start Records for this exercise

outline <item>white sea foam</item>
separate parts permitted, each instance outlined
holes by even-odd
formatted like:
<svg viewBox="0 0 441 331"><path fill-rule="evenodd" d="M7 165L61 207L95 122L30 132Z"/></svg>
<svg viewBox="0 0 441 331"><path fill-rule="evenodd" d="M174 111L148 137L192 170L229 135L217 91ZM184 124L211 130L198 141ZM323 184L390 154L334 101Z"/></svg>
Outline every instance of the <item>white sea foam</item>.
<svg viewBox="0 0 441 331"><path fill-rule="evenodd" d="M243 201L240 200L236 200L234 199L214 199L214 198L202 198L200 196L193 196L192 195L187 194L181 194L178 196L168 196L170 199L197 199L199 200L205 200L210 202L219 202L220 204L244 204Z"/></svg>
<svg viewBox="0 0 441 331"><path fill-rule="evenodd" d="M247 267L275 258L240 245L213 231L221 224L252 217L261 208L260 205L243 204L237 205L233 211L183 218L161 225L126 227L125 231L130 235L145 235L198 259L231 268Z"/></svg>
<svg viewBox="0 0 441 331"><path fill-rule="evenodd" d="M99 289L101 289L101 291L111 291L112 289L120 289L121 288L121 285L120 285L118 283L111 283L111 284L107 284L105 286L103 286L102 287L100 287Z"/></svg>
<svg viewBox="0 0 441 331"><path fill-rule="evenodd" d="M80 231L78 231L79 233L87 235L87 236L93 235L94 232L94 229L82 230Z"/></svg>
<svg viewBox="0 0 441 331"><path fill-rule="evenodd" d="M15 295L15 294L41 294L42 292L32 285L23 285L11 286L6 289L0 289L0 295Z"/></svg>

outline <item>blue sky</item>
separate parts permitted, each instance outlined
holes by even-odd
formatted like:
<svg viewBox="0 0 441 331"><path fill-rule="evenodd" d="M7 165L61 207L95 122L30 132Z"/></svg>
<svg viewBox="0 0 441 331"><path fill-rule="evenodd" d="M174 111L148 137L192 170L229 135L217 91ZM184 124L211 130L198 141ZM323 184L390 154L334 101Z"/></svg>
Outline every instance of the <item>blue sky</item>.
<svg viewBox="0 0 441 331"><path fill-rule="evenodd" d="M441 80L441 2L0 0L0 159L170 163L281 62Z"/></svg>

end Records for this exercise
start Records for this exercise

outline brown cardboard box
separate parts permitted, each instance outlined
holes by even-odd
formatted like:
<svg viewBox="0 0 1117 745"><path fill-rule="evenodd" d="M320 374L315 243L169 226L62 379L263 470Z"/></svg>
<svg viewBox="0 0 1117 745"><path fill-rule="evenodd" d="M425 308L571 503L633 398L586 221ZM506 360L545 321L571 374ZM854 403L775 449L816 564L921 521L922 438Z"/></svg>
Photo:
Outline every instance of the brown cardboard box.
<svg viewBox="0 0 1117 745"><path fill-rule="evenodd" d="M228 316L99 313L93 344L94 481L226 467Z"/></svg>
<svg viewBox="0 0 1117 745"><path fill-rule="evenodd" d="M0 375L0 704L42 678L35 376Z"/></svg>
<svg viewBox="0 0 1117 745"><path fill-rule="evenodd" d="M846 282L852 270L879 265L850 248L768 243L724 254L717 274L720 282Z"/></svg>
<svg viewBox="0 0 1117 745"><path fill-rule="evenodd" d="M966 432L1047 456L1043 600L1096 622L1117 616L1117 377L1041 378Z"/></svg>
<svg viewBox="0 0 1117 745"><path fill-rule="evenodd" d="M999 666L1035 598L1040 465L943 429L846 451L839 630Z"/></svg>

end Records for this exercise

The problem:
Output the lines starting at the one containing "outline brown cardboard box" and ending at the one containing "316L99 313L93 344L94" as a Markdown table with the columns Row and Line, numbering each line and omitting blank lines.

Solution to this exercise:
| Row | Line |
|---|---|
| 1 | outline brown cardboard box |
| 2 | separate parts permitted, each instance outlined |
| 3 | holes by even-odd |
| 4 | formatted like: |
| 5 | <svg viewBox="0 0 1117 745"><path fill-rule="evenodd" d="M320 374L315 243L169 226L62 379L263 470Z"/></svg> |
| 6 | <svg viewBox="0 0 1117 745"><path fill-rule="evenodd" d="M425 308L571 503L633 398L586 221ZM506 360L545 321L571 374ZM854 403L775 449L816 564L921 521L922 438Z"/></svg> |
| 7 | Photo: |
| 8 | Outline every instance of the brown cardboard box. |
| 9 | <svg viewBox="0 0 1117 745"><path fill-rule="evenodd" d="M228 316L99 313L93 344L94 481L226 467Z"/></svg> |